--- begin Given records ---

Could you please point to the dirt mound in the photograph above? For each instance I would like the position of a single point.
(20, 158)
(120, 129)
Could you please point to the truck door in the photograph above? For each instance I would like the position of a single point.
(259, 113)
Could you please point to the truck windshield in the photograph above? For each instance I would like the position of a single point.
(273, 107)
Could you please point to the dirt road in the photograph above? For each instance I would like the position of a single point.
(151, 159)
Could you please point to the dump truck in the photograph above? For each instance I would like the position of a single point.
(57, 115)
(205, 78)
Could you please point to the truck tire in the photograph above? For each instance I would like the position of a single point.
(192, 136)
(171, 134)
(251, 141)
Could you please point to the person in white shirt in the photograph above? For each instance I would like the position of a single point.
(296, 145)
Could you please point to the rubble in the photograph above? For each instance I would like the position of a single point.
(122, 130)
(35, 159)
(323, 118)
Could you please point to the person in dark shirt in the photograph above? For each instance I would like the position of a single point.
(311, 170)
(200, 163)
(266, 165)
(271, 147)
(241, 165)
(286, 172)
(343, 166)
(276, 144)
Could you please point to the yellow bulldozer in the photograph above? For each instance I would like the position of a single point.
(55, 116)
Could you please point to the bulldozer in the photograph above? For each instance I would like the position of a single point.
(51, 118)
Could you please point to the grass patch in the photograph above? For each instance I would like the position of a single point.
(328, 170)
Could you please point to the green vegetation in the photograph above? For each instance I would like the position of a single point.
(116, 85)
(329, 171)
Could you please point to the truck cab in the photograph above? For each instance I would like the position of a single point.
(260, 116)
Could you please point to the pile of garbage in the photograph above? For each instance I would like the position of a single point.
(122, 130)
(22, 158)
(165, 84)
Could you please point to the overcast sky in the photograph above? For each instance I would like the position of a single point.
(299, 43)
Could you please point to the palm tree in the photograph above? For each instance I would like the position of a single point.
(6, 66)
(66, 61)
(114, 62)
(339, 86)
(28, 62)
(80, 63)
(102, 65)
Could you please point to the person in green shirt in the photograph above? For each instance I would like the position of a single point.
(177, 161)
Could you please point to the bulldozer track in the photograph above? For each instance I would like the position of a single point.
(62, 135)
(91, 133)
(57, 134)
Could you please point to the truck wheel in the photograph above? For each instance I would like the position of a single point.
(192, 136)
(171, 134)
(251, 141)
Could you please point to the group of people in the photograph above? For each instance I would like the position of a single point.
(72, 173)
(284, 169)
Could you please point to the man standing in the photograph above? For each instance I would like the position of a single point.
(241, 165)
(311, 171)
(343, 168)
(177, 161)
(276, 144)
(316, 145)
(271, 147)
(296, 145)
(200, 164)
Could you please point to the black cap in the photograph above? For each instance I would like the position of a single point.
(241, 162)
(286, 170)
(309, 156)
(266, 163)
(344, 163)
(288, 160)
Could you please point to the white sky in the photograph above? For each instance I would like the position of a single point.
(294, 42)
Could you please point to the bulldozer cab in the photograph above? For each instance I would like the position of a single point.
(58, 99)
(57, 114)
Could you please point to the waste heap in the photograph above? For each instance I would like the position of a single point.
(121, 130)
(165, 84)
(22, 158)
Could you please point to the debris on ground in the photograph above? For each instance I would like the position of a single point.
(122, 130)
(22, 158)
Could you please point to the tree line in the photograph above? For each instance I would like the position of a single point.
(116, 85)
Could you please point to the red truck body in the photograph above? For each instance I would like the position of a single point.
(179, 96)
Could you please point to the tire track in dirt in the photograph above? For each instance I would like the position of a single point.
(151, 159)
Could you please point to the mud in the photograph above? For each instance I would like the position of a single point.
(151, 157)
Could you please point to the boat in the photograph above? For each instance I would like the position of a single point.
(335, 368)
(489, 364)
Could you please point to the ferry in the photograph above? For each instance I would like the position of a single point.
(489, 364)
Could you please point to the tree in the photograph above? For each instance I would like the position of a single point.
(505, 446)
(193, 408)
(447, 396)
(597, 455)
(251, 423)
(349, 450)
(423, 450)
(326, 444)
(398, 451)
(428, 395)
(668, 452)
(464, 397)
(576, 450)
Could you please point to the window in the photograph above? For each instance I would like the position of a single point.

--- end Given records ---

--- Exercise prompt ---
From the listing above, extract all records word for word.

--- In response ---
Could you please point to the dirt mound in the photograph above? For each instance I would like the position of a single point.
(20, 158)
(120, 129)
Could you please point to the truck door in the photograph above? For each instance I would like the position of a single point.
(259, 113)
Could you please point to the truck windshield in the photograph above? For each instance I would like the position of a single point.
(273, 107)
Could you please point to the dirt road in the photograph above? For each instance I would like the position of a single point.
(151, 159)
Could you please point to the dump truck in the photograph above? For each instance I would like the position of a single point.
(57, 115)
(205, 78)
Could you please point to the truck tire in the photograph above? For each instance I would like the position of a single point.
(192, 136)
(171, 134)
(251, 141)
Could you please point to the person in white shirt in the photograph above? For each instance I would like the position of a single point.
(296, 145)
Could you please point to the rubble in the photograph above? For each instance I would like the position of a single point.
(122, 130)
(35, 159)
(323, 118)
Could you please point to the person in dark shirt in the photograph above? For each instance I would like the position of a single point.
(311, 170)
(200, 163)
(266, 165)
(271, 147)
(241, 165)
(286, 172)
(343, 166)
(276, 144)
Could you please point to the yellow bulldozer in the photograph above? For each instance I would like the position of a single point.
(55, 116)
Could you please point to the bulldozer in the photograph above? For each instance I would like the position of a single point.
(51, 118)
Could you please point to the grass patch in the photograph above? For each instance I would like the position of a single point.
(328, 170)
Could you please point to the green vegetation in the photograph above? For each instance I would like the position of a single point.
(116, 85)
(329, 171)
Could you please point to the truck cab in the photograph above? For each instance I would like the position of a single point.
(260, 116)
Could you please point to the pile of garbage in the photograph above? For each instance I would like the position of a single point.
(122, 130)
(22, 158)
(165, 84)
Could you please point to the overcast sky in the photograph above? For each instance I would like the position of a single point.
(299, 43)
Could you please point to the palm tree in the photograph above? For each instance I would like the position of a single point.
(6, 66)
(66, 61)
(114, 62)
(339, 86)
(28, 62)
(80, 63)
(102, 65)
Could you please point to the person in green shirt in the photograph above? For each instance I would like the position of a single point.
(177, 161)
Could you please point to the bulldozer track in the photograph above? For each instance I would like the position of a single point.
(62, 135)
(91, 133)
(57, 134)
Could you please point to the truck wheel in the photograph above? For each instance I would like the position of a single point.
(192, 136)
(171, 134)
(251, 141)
Could you please point to the group of people in the photograph above? For each instance I would like the position of a single point.
(72, 173)
(284, 169)
Could you please point to the man standing in the photograph above? For each instance I would like the position of a single point.
(241, 165)
(311, 171)
(343, 168)
(177, 161)
(276, 144)
(316, 145)
(271, 147)
(296, 145)
(200, 164)
Could you please point to the black cap in the photograph above? For each instance I would like the position of a single point.
(241, 162)
(286, 170)
(309, 156)
(266, 163)
(344, 163)
(288, 160)
Could you please point to the white sky in the photograph above? For each instance I would like the position of a single point.
(294, 42)
Could you please point to the bulldozer cab in the photograph above? For each instance I would like the position of a single point.
(58, 99)
(57, 114)
Could you please point to the waste heap in the photograph above? For each instance I would like the position of a single point.
(121, 130)
(165, 84)
(22, 158)
Could you please point to the debris on ground in the photograph above? For each instance I would like the position of a single point.
(122, 130)
(22, 158)
Could you please point to the tree line in the photograph above? For each instance I would like the position of a single point.
(116, 85)
Could you please point to the red truck body in the photograph above? For each instance I would like the position of a single point.
(179, 96)
Could you please point to the tire track in dirt in the photograph above? For each instance I would like the position of a single point.
(151, 159)
Could you please point to the mud in the photograph above? For each instance I would like the position of a single point.
(151, 157)
Could you please point to the boat in the photograph above? For each instance I would like the position of a single point.
(335, 368)
(489, 364)
Could you please point to the ferry in the photograph above? For each instance I would like the position of a single point.
(489, 364)
Could you please point to the tree in the photograph above? For each instance I would like the position of a single point.
(505, 446)
(193, 408)
(447, 396)
(597, 455)
(251, 423)
(349, 450)
(423, 450)
(326, 444)
(398, 451)
(428, 395)
(668, 452)
(464, 397)
(576, 450)
Could you please point to the window in the photograph above? For each instance I would like the position of a single point.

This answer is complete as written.